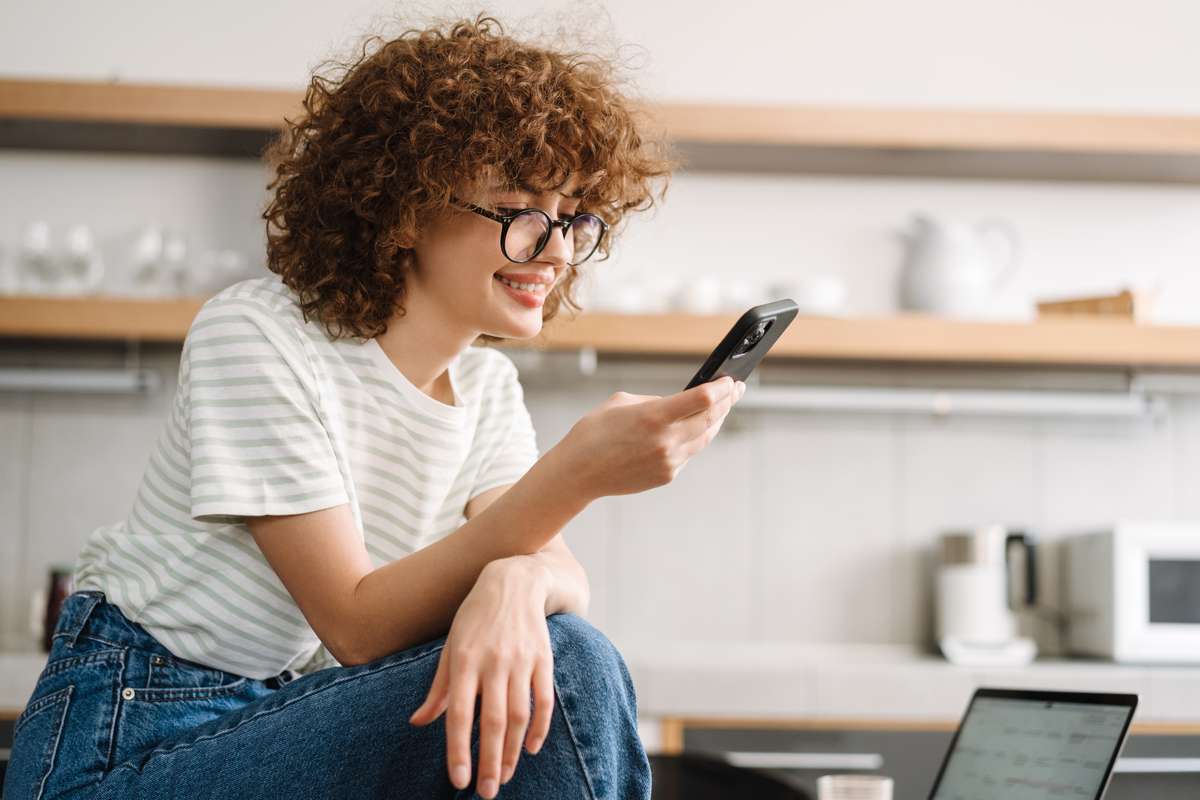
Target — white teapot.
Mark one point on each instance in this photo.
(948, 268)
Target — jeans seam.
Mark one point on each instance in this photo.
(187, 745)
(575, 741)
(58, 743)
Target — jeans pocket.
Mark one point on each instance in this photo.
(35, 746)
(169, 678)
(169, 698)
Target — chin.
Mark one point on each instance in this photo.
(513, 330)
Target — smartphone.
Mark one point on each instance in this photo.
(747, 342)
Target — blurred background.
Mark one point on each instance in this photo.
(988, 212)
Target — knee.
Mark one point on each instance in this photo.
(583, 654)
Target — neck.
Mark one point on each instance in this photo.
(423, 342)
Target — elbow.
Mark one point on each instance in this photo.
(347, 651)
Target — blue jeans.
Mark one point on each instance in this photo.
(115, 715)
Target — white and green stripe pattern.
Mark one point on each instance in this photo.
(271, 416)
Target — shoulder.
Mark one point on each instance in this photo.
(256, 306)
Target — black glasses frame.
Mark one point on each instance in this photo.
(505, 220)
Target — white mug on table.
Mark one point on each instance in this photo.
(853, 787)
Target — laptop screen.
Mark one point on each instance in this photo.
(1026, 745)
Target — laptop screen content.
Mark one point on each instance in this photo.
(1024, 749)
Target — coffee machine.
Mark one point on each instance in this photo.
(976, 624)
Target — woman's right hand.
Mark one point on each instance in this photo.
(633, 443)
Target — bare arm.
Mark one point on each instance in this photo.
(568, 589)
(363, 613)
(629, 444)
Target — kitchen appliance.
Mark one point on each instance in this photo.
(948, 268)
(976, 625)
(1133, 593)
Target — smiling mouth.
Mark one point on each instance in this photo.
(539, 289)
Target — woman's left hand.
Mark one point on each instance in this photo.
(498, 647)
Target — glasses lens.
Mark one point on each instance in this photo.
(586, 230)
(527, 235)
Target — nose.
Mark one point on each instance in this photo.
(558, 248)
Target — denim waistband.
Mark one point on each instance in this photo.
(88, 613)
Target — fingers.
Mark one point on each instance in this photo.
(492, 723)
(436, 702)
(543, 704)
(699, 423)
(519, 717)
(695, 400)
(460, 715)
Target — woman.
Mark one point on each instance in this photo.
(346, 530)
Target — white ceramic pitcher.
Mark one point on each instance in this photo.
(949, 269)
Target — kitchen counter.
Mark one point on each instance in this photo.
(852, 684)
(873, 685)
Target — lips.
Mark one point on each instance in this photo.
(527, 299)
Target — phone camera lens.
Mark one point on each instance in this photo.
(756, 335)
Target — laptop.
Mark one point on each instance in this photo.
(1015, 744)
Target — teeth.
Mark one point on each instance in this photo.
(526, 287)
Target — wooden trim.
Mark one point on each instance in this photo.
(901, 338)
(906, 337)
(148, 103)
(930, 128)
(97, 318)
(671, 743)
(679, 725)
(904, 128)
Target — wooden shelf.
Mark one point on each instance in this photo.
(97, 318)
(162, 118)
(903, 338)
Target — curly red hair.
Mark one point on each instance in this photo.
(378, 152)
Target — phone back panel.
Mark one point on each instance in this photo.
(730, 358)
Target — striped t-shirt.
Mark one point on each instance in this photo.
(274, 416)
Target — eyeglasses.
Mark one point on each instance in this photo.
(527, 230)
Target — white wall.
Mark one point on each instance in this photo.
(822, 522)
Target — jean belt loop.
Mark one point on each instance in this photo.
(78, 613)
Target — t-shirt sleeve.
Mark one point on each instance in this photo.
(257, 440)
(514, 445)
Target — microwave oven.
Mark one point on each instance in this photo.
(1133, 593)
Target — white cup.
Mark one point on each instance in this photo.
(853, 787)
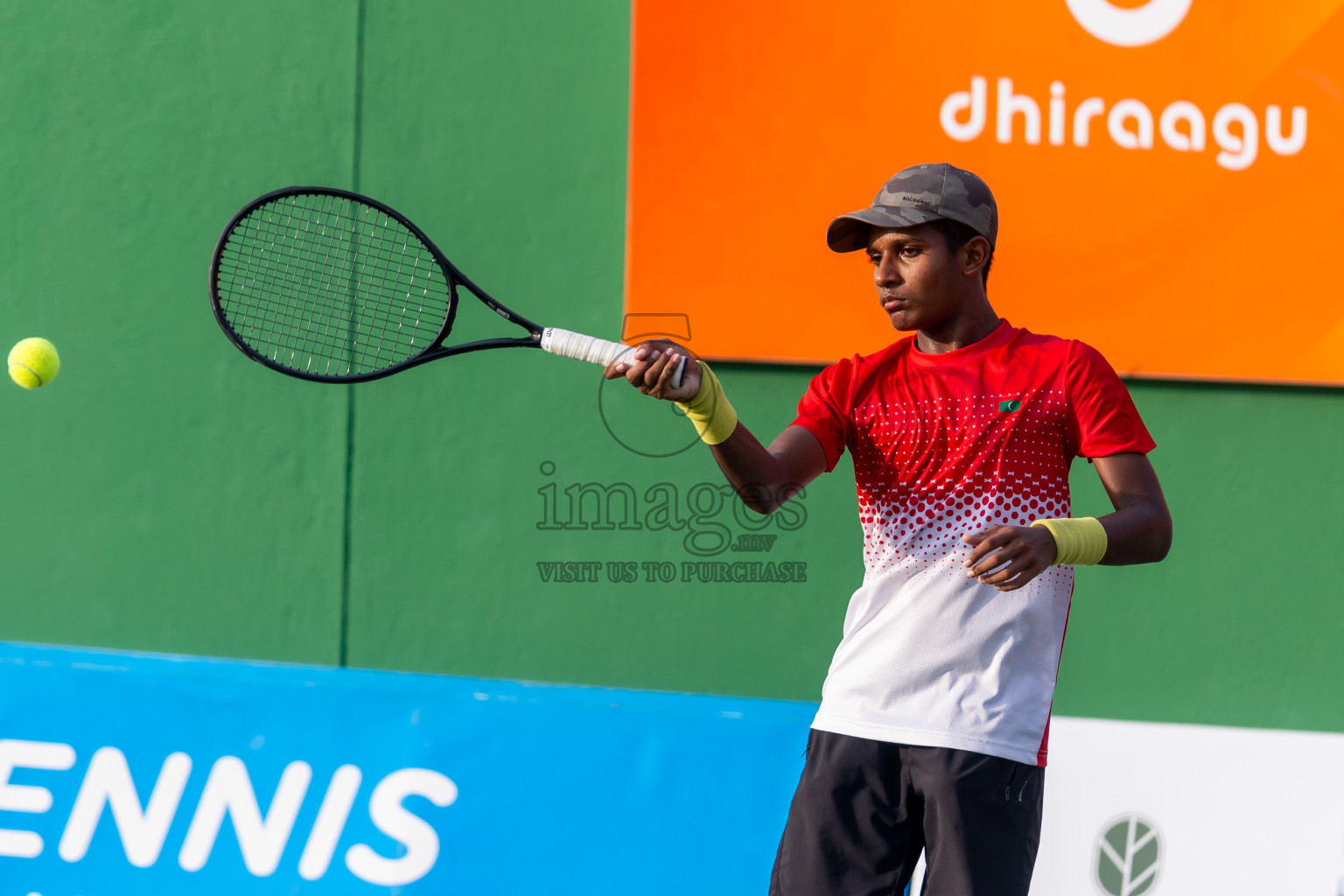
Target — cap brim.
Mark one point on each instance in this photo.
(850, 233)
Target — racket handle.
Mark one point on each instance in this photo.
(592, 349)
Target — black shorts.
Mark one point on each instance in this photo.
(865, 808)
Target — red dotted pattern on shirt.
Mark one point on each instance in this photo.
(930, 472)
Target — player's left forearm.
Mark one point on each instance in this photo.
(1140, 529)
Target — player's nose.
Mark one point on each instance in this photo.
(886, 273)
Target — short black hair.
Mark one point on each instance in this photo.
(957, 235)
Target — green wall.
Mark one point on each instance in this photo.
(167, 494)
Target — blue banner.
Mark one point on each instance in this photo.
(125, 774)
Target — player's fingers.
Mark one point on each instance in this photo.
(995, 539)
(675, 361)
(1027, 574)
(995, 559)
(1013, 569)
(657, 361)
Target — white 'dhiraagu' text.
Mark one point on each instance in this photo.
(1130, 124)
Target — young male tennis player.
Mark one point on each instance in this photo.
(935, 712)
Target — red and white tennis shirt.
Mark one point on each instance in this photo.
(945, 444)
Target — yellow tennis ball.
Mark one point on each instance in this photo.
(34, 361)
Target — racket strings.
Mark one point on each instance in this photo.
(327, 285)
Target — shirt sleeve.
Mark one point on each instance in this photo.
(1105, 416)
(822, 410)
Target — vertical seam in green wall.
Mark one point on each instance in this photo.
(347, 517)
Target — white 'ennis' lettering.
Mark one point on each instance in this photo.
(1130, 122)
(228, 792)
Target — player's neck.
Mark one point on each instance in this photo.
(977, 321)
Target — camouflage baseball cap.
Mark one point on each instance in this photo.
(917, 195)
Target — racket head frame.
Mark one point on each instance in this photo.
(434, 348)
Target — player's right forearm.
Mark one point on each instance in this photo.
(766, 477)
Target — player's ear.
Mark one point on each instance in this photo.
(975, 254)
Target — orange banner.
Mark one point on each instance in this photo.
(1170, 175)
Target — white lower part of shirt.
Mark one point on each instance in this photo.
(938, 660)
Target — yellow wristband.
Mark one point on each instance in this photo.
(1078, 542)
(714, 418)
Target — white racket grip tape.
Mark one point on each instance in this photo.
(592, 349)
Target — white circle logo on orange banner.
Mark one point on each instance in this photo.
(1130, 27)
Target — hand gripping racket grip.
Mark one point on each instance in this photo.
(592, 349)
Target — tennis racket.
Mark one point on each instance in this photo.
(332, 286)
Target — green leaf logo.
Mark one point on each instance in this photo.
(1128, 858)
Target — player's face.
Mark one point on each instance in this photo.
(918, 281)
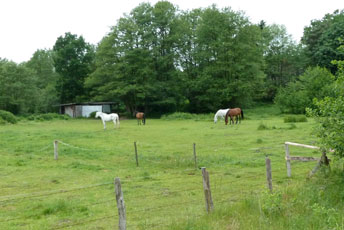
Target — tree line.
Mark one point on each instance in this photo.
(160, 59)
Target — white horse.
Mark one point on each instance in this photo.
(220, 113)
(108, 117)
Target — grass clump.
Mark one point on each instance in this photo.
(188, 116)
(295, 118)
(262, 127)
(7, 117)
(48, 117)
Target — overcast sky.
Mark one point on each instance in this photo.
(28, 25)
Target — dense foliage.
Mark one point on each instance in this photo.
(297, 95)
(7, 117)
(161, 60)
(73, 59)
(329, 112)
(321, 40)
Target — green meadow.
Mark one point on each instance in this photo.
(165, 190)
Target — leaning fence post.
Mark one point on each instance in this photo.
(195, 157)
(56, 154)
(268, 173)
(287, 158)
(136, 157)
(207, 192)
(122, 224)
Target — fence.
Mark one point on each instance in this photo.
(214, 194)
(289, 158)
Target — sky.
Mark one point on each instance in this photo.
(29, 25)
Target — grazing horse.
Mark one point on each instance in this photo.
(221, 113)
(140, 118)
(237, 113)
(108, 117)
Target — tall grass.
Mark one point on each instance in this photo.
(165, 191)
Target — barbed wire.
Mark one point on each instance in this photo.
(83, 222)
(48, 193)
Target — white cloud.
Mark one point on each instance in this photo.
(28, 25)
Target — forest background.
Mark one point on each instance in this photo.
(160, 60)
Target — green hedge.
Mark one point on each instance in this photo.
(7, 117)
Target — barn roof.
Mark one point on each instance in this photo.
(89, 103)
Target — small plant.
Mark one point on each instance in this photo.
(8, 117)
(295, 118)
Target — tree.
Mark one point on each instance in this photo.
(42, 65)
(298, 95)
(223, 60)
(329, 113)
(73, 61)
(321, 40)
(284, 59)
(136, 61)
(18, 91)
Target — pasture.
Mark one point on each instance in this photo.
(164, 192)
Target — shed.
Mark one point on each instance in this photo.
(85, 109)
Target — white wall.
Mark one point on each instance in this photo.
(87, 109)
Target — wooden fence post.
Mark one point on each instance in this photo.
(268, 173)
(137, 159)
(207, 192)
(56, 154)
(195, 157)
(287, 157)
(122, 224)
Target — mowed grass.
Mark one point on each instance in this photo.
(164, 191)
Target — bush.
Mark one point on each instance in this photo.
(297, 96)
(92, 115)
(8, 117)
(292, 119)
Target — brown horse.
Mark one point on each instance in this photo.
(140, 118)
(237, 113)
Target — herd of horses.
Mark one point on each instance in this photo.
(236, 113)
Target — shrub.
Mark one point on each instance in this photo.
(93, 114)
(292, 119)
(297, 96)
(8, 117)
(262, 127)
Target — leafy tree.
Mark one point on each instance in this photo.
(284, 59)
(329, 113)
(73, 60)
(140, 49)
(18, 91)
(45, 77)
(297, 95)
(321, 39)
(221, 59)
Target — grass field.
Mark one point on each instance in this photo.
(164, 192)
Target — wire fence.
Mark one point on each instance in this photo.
_ _ _ _ _ _ _
- What is needed: The expected output is each line of the records above that includes the word "player".

- Exercise response:
Target — player's left forearm.
Target — player's nose.
Target — player's fingers.
Target — young male tennis player.
Target — player's neck.
Target — player's right forearm.
Target — player's ear.
Target — player's face.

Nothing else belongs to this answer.